* **TEXT**
• • •
Exogenous H2 S enhances mice gastric smooth muscle tension through S-sulfhydration of KV 4.3, mediating the inhibition of the voltage-dependent potassium current.

Abstract

Hydrogen sulfide (H2 S) has been shown to have an excitatory effect on gastric motility, but the underlying molecular mechanism is unclear. In this study, we aimed to investigate the possible targets of H2 S and determine how H2 S affects its target proteins during H2 S-induced contraction. Patch-clamp and potentiometric fluorescence dye were utilized to measure the electrophysiological changes. The Biotin-switch assay was utilized to detect the protein S-sulfhydration. The isometric tension measurement was conducted too. Exogenous H2 S enhanced the tonic contraction of gastric antral smooth muscle, and voltage-dependent potassium channel (KV ) blocker and Dithiothreitol (DTT, a reducing agent) abolished the excitatory effect of NaHS. Exogenous H2 S inhibited the fast inactivation component of the voltage-dependent potassium channel current (IKVfast ) in isolated gastric antral smooth muscle cells. H2 S inhibited the KV 4.3 current in H293 cells with heterologous expression of KV 4.3, but did not inhibit the KV 4.1 and KV 4.2 currents, which together contribute greatly to IKVfast . NaHS significantly decreased the membrane potential in cultured gastric smooth muscle cells, but the NaHS-induced depolarization was suppressed by knockdown of KV 4.3 and N-ethylamaleimide (NEM), a free thiol group blocker. In addition, NaHS sulfhydrated KV 4.3 in H293 cells and in gastric smooth muscle tissue. However, this S-sulfhydration was inhibited by NEM and DTT. Meanwhile the NaHS-induced inhibition of IKVfast and KV 4.3 was also blocked by NEM and DTT. These results suggest that exogenous H2 S sulfhydrates KV 4.3 to decrease the membrane potential, thereby enhancing the basal tension of gastric antral smooth muscle.
• • •
* **REQUIREMENT 1**
List every method the abstract names for measuring or detecting effects in the study.
* **REQUIREMENT 2**
Using the abstract, decide whether each statement is true. Answer yes or no, and quote the words that settle it.
(a) H2 S inhibited the KV 4.2 current.
(b) DTT is a reducing agent.
(c) Knocking down KV 4.3 suppressed the depolarization caused by NaHS.
* **REQUIREMENT 3**
Answer these from the abstract:
(a) What does NEM block?
(b) In which cells was KV 4.3 heterologously expressed?
(c) What was used to detect protein S-sulfhydration?
Answer from the abstract alone.

* **Stored data entries**
• • •
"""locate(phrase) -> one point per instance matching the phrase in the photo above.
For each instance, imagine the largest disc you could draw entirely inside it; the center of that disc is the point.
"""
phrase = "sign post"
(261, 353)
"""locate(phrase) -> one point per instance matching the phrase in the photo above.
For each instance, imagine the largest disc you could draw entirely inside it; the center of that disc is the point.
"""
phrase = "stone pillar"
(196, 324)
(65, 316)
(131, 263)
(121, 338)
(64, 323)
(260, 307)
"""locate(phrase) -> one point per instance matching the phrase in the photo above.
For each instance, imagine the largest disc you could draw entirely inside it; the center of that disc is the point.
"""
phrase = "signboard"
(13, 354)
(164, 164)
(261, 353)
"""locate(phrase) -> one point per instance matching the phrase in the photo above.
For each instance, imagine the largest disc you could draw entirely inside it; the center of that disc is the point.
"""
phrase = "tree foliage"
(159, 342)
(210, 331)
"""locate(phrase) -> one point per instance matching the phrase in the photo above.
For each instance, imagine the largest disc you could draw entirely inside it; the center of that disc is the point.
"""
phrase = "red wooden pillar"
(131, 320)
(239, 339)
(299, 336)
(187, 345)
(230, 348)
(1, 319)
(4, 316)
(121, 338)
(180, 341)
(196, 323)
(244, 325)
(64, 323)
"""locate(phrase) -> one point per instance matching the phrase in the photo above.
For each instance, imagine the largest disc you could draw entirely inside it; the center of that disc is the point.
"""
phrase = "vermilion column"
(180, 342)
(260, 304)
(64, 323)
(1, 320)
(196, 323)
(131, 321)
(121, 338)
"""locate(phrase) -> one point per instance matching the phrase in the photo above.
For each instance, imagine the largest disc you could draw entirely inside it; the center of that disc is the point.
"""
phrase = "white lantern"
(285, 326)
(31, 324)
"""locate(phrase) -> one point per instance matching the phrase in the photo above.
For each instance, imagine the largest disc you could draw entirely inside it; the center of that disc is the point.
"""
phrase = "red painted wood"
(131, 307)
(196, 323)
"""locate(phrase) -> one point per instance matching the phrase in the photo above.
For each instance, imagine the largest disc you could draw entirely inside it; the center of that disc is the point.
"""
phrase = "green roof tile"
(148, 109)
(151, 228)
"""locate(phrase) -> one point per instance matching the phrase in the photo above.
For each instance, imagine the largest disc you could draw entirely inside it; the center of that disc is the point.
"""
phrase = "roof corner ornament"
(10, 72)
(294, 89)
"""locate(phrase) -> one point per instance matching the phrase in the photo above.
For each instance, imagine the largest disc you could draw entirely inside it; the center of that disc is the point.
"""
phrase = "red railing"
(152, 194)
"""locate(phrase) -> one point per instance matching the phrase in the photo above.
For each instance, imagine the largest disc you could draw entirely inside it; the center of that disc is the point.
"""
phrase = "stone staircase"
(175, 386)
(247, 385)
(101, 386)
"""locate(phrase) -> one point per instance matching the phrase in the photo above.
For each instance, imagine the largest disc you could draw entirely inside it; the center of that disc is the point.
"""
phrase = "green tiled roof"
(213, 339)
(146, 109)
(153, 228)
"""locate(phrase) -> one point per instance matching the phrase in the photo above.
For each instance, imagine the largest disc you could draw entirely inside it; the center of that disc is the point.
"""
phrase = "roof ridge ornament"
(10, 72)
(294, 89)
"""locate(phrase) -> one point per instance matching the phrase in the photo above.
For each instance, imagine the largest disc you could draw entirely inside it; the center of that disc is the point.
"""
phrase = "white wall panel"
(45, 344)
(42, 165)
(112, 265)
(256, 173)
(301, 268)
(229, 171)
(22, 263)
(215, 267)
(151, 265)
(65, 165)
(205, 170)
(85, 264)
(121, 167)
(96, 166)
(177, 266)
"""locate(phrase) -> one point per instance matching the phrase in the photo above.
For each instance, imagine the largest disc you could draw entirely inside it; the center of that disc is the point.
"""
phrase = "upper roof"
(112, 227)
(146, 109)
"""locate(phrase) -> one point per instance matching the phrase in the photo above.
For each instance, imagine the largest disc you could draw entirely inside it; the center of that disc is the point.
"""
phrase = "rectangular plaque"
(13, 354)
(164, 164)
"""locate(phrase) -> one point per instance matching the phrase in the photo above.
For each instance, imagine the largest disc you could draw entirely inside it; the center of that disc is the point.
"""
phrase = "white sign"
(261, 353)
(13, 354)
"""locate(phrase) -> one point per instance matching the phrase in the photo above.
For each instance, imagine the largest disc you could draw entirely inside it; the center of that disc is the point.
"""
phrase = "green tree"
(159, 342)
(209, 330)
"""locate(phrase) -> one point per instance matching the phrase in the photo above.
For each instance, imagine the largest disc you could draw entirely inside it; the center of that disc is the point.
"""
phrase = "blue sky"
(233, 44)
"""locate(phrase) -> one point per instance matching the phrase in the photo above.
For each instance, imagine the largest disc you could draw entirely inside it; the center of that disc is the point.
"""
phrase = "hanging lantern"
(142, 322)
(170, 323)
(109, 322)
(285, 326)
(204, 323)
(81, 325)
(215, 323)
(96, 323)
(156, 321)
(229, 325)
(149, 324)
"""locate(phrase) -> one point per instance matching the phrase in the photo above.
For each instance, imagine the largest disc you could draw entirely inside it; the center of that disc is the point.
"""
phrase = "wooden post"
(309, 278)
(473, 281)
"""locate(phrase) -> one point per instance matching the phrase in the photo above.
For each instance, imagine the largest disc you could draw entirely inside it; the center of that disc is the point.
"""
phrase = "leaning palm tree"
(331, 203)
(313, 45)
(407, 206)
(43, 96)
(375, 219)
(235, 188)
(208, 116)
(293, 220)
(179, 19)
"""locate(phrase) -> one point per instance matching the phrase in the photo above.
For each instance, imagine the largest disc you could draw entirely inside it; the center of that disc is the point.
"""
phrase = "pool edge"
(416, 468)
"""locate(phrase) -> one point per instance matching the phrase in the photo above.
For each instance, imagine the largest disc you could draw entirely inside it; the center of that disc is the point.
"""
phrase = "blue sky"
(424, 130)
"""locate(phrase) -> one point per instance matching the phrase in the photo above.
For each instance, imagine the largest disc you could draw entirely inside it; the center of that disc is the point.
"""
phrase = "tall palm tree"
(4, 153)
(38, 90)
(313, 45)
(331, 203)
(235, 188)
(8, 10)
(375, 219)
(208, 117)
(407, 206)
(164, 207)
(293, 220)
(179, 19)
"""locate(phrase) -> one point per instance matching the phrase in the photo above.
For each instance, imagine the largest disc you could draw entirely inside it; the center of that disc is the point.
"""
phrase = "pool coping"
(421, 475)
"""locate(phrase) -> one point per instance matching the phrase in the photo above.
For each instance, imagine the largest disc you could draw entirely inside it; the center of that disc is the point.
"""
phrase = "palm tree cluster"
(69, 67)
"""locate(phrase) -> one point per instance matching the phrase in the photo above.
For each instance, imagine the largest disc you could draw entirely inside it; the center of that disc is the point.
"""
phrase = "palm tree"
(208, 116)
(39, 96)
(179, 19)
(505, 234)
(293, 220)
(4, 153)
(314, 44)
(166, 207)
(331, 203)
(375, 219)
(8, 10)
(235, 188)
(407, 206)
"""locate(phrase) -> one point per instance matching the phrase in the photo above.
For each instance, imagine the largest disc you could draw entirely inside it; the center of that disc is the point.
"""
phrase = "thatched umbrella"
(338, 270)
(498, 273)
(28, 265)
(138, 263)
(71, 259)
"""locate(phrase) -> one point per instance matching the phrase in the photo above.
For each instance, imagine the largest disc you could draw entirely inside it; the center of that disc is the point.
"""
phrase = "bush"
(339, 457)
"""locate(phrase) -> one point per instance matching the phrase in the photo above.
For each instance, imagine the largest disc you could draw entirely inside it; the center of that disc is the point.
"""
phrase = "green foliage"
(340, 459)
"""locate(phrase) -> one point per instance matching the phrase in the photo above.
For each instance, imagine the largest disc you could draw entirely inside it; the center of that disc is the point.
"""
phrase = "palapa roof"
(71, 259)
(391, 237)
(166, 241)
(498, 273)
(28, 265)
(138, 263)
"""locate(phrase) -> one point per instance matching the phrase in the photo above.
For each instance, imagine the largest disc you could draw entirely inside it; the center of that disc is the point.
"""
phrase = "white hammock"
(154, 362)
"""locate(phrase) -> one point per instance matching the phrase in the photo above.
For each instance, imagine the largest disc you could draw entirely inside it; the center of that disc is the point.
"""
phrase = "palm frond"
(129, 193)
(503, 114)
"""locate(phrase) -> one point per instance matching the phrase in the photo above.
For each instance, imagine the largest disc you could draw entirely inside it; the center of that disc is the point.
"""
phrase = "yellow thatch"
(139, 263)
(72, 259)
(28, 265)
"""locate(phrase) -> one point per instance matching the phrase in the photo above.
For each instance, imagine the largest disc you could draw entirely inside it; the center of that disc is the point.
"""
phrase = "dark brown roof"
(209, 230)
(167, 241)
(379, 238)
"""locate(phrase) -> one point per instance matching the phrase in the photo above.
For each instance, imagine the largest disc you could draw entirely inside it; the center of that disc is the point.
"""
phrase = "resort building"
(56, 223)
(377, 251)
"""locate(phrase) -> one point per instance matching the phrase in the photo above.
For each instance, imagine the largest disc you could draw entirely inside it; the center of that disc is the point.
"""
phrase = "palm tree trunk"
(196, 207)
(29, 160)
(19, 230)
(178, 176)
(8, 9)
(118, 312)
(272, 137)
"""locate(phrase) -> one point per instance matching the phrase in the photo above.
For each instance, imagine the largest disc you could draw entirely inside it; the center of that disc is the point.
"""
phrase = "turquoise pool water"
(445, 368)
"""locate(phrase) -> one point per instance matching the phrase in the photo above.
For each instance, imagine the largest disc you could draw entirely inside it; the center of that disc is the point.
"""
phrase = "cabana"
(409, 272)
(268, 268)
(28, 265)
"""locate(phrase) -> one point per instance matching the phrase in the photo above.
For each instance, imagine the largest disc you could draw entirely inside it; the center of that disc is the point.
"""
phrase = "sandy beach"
• • •
* **RESPONSE 1**
Patch-clamp, potentiometric fluorescence dye, the Biotin-switch assay, and isometric tension measurement.

* **RESPONSE 2**
(a) No: "but did not inhibit the KV 4.1 and KV 4.2 currents"
(b) Yes: "Dithiothreitol (DTT, a reducing agent)"
(c) Yes: "but the NaHS-induced depolarization was suppressed by knockdown of KV 4.3"

* **RESPONSE 3**
(a) Free thiol groups.
(b) H293 cells.
(c) The Biotin-switch assay.